▶ _TASK TO COMPLETE_: Convert the stretch of rows from the line containing "In the photo above, where can the wildflower" through the line containing "point(683, 334)" into a numbered list, omitting any blank lines.

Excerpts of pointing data
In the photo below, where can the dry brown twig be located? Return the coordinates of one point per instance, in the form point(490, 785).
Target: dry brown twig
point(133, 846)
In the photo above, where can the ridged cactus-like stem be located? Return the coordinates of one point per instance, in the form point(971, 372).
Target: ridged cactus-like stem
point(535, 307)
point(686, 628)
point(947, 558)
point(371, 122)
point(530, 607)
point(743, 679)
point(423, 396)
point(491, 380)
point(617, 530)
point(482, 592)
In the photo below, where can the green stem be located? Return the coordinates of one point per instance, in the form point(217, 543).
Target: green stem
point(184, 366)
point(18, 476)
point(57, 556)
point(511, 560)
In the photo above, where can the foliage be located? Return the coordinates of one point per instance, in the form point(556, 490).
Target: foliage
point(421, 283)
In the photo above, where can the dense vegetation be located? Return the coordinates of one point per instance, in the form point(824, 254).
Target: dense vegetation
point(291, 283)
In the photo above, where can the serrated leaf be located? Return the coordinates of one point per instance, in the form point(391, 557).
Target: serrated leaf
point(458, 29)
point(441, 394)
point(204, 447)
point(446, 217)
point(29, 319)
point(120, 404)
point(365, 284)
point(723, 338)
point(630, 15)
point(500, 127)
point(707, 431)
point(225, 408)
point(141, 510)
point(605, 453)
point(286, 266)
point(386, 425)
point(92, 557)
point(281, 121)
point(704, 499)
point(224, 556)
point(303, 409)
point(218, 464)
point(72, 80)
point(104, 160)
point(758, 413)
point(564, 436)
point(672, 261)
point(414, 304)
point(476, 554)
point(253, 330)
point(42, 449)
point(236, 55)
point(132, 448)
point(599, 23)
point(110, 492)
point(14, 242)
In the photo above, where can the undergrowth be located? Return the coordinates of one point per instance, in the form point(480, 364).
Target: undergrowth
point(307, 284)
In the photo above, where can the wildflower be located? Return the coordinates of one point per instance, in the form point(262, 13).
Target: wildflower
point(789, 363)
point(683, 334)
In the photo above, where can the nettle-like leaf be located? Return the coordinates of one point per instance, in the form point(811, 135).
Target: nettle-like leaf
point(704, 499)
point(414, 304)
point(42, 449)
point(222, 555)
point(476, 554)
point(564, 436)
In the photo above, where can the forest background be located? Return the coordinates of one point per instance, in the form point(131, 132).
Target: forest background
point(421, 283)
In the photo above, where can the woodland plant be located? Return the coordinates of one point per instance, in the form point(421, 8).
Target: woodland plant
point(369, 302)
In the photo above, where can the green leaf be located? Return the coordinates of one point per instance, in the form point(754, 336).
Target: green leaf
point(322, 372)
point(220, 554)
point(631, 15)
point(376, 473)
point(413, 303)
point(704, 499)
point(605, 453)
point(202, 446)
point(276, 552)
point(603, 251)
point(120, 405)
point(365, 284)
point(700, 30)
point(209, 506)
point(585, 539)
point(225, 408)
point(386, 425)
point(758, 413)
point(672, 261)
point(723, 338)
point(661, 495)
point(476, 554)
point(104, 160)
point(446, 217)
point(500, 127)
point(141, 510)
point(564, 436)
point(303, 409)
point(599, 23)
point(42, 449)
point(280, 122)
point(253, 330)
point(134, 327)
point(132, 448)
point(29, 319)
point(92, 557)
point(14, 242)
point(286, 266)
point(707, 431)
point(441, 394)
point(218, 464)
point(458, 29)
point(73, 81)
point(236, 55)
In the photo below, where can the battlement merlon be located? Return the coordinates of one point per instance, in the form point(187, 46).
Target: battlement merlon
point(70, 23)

▶ _RESULT OF THE TASK_:
1. In the photo above, where can the wildflower be located? Return the coordinates of one point per instance, in the form point(262, 13).
2. Target: wildflower
3. point(789, 363)
4. point(683, 334)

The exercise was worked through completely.